EXTRAIT DU DOCUMENT
—————

Déclaration de M. François Fillon, Premier ministre, sur la laïcité et les relations entre l’Etat et les religions, à Rome, le 10 octobre 2009.
Personnalité, fonction : FILLON François. France. Premier ministre
Circonstances : Veille des cérémonies de canonisation de Jeanne Jugan, à la Villa Bonaparte, à Rome le 10 octobre 2009
Messieurs les Cardinaux, Messieurs les parlementaires, Excellences, Ma mère, Messieurs les présidents, Monsieur l’ambassadeur, Mesdames et messieurs,
Je suis heureux de vous accueillir ce soir, à la Villa Bonaparte, à la veille des cérémonies de canonisation de Jeanne Jugan.
Je remercie les Cardinaux français de la curie romaine de leur présence : le Cardinal Roger Etchegaray, le Cardinal Paul Poupard, le Cardinal Jean-Louis Tauran, le Cardinal Albert Vanhoye. Chacun à votre manière, vous marquez profondément la Rome pontificale et vous me permettrez de penser et de dire que vous contribuez au rayonnement de la présence française au Saint-Siège. J’en profite pour souligner combien le rôle exercé auprès du Saint-Père par monseigneur Mamberti est une source de fierté pour notre pays.
Je me félicite également que Monseigneur Brugues assume la tâche délicate de secrétaire de la congrégation de l’Education catholique.
Je suis également sensible à la présence du Cardinal Bernard Panafieu, du Cardinal Jean-Pierre Ricard, du Cardinal André Vingt- Trois, archevêque de Paris et président de la Conférence des Evêques de France, qui est pour moi un interlocuteur vigilant, dans le cadre de l’instance de dialogue Eglise/Etat.
Je n’oublie pas les évêques de l’Ouest et notamment la Bretagne ainsi que ses élus. Cette terre de Bretagne était chère à Jeanne Jugan. Elle l’a parcourue de sentiers en villages pour y fonder les premières maisons de la Congrégation. Sa personnalité exceptionnelle, son rayonnement et l’oeuvre qu’elle a accomplie en fidélité à son nom inspirent un hommage universel.
Il y a un contraste saisissant entre la modestie des débuts, un soir de l’hiver 1839 où Jeanne Jugan accueille, seule, une vieille femme aveugle et à demi paralysée, et le développement que l’on connaît aujourd’hui de l’oeuvre des Petites soeurs des pauvres à travers le monde. Dans plus de 32 pays, sur tous les continents, 2 700 petites soeurs se dévouent au service des personnes âgées les plus pauvres et des laissés pour compte.

—————

Enregistrements
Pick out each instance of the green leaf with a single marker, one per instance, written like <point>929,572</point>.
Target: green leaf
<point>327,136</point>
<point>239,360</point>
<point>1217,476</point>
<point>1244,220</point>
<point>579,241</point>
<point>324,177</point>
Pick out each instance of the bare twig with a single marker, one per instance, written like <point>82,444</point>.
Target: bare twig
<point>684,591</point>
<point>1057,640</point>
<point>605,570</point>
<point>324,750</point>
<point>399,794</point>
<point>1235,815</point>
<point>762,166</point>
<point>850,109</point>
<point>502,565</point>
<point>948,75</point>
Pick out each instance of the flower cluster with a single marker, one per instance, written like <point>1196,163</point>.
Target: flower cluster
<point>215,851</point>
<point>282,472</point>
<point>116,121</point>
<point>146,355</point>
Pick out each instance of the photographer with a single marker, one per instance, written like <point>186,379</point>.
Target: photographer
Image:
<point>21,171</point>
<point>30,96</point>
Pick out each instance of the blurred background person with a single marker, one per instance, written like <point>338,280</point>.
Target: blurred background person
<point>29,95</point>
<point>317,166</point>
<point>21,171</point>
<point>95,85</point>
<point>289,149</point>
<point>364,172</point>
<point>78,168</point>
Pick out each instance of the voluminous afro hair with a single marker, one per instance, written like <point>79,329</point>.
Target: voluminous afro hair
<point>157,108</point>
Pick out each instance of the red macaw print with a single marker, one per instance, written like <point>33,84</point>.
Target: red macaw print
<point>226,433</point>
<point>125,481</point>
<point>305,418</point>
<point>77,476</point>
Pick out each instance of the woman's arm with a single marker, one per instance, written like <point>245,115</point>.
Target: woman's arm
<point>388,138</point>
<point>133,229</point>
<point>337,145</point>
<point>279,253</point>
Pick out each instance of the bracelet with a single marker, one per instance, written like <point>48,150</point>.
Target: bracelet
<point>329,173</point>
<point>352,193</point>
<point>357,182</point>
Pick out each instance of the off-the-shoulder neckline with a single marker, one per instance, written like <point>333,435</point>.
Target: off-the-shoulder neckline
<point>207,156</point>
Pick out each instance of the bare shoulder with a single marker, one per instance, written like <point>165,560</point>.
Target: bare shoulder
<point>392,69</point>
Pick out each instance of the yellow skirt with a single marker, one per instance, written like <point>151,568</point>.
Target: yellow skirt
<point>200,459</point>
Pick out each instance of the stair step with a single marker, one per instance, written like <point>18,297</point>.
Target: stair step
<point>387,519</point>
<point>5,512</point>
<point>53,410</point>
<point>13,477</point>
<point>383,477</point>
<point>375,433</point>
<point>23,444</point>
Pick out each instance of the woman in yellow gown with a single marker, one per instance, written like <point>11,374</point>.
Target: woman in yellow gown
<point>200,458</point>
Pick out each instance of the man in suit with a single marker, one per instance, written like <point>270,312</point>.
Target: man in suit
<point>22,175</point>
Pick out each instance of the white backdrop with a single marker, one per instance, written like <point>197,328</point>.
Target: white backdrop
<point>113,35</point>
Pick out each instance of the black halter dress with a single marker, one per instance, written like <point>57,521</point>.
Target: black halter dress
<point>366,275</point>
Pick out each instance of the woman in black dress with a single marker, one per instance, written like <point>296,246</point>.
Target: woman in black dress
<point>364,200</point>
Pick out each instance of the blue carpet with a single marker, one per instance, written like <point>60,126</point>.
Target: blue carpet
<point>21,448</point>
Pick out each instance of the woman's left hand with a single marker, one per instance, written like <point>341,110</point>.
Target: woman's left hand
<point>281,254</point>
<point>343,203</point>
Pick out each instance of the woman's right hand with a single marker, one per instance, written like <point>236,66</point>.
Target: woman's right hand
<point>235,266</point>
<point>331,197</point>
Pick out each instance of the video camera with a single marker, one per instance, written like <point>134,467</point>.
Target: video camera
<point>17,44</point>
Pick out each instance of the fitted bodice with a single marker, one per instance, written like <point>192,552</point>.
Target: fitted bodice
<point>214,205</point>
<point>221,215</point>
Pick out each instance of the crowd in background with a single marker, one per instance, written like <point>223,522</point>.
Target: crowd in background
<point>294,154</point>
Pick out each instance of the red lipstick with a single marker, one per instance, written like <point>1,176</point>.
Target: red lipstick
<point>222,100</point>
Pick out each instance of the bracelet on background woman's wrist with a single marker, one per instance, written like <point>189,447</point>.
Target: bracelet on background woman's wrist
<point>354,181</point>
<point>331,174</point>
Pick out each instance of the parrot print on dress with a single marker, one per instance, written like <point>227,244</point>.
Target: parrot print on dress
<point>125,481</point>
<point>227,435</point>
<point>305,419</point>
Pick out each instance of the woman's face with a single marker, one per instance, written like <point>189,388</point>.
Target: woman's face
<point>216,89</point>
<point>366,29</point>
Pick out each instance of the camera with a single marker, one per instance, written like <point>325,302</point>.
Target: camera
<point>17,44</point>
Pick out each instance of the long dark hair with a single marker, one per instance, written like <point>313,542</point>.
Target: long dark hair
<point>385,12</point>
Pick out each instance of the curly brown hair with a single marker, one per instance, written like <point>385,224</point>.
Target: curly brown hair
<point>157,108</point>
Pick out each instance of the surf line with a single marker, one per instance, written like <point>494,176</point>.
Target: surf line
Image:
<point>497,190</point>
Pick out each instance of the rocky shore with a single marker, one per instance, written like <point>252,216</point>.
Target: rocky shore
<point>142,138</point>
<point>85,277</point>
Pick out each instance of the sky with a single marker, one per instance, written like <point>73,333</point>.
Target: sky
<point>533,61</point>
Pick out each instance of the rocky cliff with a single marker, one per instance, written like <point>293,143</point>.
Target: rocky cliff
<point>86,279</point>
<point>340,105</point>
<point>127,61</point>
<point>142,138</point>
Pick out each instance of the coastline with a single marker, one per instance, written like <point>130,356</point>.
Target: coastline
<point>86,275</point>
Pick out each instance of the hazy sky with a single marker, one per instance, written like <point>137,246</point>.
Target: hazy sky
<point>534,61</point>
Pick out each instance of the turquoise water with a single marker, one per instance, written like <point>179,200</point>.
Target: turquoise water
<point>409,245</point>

—————

OBJECTIF DE LA TÂCHE
Énumérez les cardinaux français de la curie romaine que l'extrait remercie nommément de leur présence. Les lignes n'ont aucun rapport avec l'extrait.

RÉSULTAT DE L'EXERCICE
- le Cardinal Roger Etchegaray
- le Cardinal Paul Poupard
- le Cardinal Jean-Louis Tauran
- le Cardinal Albert Vanhoye